## RECORD EXTRACTS:

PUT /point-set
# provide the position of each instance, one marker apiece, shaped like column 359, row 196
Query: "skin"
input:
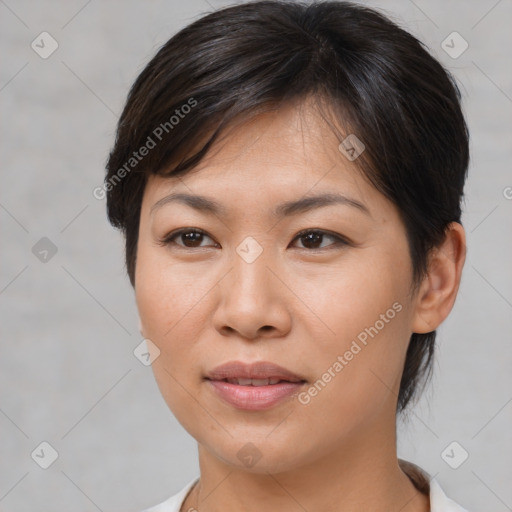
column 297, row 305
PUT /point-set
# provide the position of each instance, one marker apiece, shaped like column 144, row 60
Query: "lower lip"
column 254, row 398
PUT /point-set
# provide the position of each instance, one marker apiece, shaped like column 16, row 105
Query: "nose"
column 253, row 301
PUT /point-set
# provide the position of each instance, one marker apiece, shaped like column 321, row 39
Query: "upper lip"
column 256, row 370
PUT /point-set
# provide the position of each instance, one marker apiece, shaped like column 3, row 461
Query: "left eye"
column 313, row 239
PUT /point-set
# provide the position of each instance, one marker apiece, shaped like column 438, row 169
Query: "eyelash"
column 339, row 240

==

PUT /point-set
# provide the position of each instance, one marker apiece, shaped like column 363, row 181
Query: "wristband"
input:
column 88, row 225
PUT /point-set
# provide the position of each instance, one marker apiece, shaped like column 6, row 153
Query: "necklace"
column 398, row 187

## EXERCISE TASK:
Filter the entries above and copy every line that contains the word "instance".

## RESULT BELOW:
# provide the position of each instance, one marker apiece, shaped like column 359, row 196
# provide the position of each instance, one marker apiece, shaped like column 144, row 60
# provide the position of each instance, one marker apiece, shaped like column 16, row 105
# provide the position of each instance, one marker apiece, shaped like column 321, row 39
# provide the position of each instance, one marker apiece, shaped like column 3, row 461
# provide the position of each instance, one marker apiece, shaped like column 438, row 169
# provide the position of each instance, one marker apiece, shaped like column 363, row 181
# provide the position of each instance, one marker apiece, shaped like column 6, row 153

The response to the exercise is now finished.